■ TASK OBJECTIVE ■
Go through the data below and copy it exactly, skipping every picture.

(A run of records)
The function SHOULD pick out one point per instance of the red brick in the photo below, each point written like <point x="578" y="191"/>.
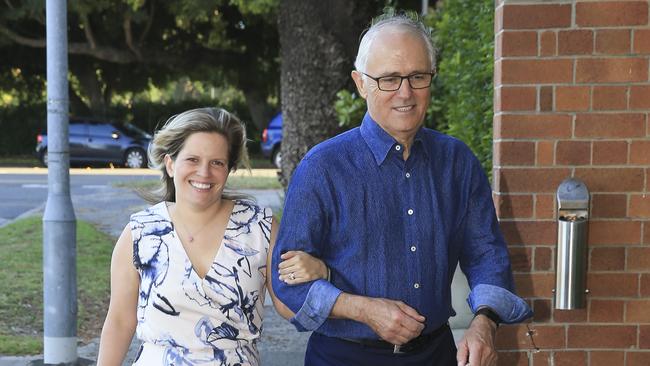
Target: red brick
<point x="606" y="311"/>
<point x="573" y="153"/>
<point x="529" y="232"/>
<point x="601" y="336"/>
<point x="636" y="311"/>
<point x="545" y="153"/>
<point x="512" y="359"/>
<point x="570" y="358"/>
<point x="517" y="337"/>
<point x="603" y="125"/>
<point x="639" y="206"/>
<point x="611" y="13"/>
<point x="607" y="358"/>
<point x="611" y="70"/>
<point x="575" y="42"/>
<point x="640" y="152"/>
<point x="608" y="206"/>
<point x="518" y="43"/>
<point x="612" y="179"/>
<point x="638" y="259"/>
<point x="546" y="98"/>
<point x="541" y="71"/>
<point x="544" y="206"/>
<point x="510" y="206"/>
<point x="514" y="153"/>
<point x="638" y="358"/>
<point x="572" y="98"/>
<point x="614" y="232"/>
<point x="543" y="259"/>
<point x="570" y="316"/>
<point x="541" y="310"/>
<point x="642" y="41"/>
<point x="517" y="126"/>
<point x="536" y="16"/>
<point x="548" y="43"/>
<point x="542" y="358"/>
<point x="535" y="284"/>
<point x="607" y="259"/>
<point x="516" y="98"/>
<point x="610" y="97"/>
<point x="613" y="41"/>
<point x="640" y="97"/>
<point x="644" y="336"/>
<point x="612" y="284"/>
<point x="610" y="152"/>
<point x="530" y="179"/>
<point x="645" y="285"/>
<point x="521" y="258"/>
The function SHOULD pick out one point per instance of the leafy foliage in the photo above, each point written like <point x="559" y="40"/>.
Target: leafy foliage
<point x="462" y="97"/>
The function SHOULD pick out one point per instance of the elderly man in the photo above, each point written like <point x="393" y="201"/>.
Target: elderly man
<point x="392" y="207"/>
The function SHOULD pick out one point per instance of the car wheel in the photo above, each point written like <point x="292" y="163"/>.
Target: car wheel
<point x="277" y="158"/>
<point x="135" y="158"/>
<point x="43" y="157"/>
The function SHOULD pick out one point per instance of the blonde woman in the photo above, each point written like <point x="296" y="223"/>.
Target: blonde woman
<point x="189" y="274"/>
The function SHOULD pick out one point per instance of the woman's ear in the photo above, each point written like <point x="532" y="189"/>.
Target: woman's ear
<point x="169" y="165"/>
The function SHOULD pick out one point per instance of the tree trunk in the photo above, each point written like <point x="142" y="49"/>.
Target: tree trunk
<point x="318" y="43"/>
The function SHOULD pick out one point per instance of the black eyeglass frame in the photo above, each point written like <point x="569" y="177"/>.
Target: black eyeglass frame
<point x="408" y="77"/>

■ ANSWER TO THIS EXERCISE ■
The function SHOULD pick out one point per instance of the red brick in the photo below, each point written like <point x="578" y="191"/>.
Target: red brick
<point x="606" y="311"/>
<point x="573" y="153"/>
<point x="529" y="232"/>
<point x="601" y="336"/>
<point x="636" y="311"/>
<point x="545" y="153"/>
<point x="512" y="359"/>
<point x="570" y="358"/>
<point x="517" y="337"/>
<point x="603" y="125"/>
<point x="639" y="206"/>
<point x="611" y="13"/>
<point x="607" y="358"/>
<point x="611" y="70"/>
<point x="575" y="42"/>
<point x="640" y="152"/>
<point x="608" y="206"/>
<point x="518" y="43"/>
<point x="612" y="179"/>
<point x="638" y="259"/>
<point x="546" y="98"/>
<point x="541" y="71"/>
<point x="544" y="206"/>
<point x="510" y="206"/>
<point x="514" y="153"/>
<point x="638" y="358"/>
<point x="572" y="98"/>
<point x="614" y="232"/>
<point x="543" y="259"/>
<point x="570" y="316"/>
<point x="541" y="310"/>
<point x="642" y="41"/>
<point x="517" y="126"/>
<point x="536" y="16"/>
<point x="548" y="43"/>
<point x="542" y="358"/>
<point x="535" y="284"/>
<point x="607" y="259"/>
<point x="516" y="98"/>
<point x="610" y="97"/>
<point x="613" y="41"/>
<point x="640" y="97"/>
<point x="644" y="336"/>
<point x="612" y="284"/>
<point x="610" y="152"/>
<point x="530" y="179"/>
<point x="645" y="285"/>
<point x="521" y="258"/>
The function SHOULD pick out one point per instance of the leafy foliage in the photo above, each point written like <point x="559" y="40"/>.
Target: leafy foliage
<point x="462" y="97"/>
The function SHOULD pick out one point per instance of the elderly man in the photo above, each point written like <point x="393" y="201"/>.
Target: elderly man
<point x="392" y="207"/>
The function SHOULD pick out one point per instance of the car wheel in the photo above, each point written like <point x="292" y="163"/>.
Target: car wheel
<point x="277" y="158"/>
<point x="135" y="158"/>
<point x="43" y="157"/>
The function SHOULD pick out one point per instance of the blonde woman in the photo above, each point written like <point x="296" y="223"/>.
Target: blonde woman
<point x="189" y="274"/>
The function SHOULD pick out one point per instance of the woman's ear in the photo above, each point written like <point x="532" y="189"/>.
Target: woman's ear
<point x="169" y="165"/>
The function SHOULD pick out one point per instance of the tree trunk in the photo above, each point written like <point x="142" y="49"/>.
Target: tree trunk
<point x="318" y="43"/>
The function SHOULD pick out one point per instance of the black eyeglass frame in the photo above, each point written like <point x="569" y="177"/>.
Target: black eyeglass frame
<point x="408" y="77"/>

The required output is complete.